#### Records for this exercise
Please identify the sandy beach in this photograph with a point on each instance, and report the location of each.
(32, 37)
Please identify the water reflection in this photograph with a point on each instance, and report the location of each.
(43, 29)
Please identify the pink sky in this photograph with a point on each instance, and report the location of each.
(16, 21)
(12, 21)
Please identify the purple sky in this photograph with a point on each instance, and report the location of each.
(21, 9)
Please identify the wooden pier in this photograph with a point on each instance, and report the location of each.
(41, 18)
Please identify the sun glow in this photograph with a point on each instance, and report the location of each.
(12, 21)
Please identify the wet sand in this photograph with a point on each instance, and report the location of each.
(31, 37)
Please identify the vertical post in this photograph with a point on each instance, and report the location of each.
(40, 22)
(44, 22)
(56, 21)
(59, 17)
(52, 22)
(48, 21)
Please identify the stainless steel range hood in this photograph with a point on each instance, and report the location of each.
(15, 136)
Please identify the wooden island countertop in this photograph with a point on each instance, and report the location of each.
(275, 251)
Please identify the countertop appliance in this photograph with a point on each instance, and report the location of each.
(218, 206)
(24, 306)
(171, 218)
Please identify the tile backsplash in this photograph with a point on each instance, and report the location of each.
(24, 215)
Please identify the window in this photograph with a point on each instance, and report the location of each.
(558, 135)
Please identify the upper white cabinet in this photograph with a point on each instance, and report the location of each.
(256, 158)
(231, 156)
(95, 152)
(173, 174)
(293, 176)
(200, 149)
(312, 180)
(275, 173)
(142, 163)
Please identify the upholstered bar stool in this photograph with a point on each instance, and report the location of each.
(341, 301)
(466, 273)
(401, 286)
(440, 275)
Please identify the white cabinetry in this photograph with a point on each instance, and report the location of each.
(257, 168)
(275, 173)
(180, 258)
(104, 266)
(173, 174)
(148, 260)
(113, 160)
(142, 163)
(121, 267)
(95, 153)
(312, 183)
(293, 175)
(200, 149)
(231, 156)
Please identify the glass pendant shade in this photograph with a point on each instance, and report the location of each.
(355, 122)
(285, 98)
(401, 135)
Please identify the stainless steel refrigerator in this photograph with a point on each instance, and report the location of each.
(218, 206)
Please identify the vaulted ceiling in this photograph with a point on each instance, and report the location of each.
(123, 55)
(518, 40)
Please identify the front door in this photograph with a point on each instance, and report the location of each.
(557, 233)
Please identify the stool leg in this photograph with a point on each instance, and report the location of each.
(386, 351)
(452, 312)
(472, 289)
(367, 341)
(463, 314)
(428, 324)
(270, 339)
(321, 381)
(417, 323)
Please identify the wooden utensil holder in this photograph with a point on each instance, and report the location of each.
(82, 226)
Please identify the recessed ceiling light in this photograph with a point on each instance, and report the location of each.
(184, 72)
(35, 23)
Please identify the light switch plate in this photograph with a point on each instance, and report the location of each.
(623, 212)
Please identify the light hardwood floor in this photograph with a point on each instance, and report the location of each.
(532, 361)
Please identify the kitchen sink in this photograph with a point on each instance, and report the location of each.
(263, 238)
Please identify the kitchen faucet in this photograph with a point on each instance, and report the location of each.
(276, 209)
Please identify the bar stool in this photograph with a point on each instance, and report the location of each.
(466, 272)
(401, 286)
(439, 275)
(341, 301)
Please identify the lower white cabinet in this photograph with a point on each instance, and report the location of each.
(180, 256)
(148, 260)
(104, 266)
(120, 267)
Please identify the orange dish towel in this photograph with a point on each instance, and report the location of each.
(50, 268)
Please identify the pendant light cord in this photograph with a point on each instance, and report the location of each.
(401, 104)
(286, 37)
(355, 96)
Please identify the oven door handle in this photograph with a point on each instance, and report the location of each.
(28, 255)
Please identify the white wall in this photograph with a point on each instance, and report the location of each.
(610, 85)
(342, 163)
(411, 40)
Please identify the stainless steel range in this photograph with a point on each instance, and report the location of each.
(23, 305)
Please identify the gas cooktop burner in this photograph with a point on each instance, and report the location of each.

#### Set problem
Copy out the records from the line containing "Please identify the stainless steel range in" through the end of the records, both included, keeping each line exactly the same.

#### Result of the task
Please identify the stainless steel range in this photograph with a point on each instance, and report the location of each.
(23, 305)
Please identify the gas cooktop burner in this photograph with a point on each instance, and report the location of each.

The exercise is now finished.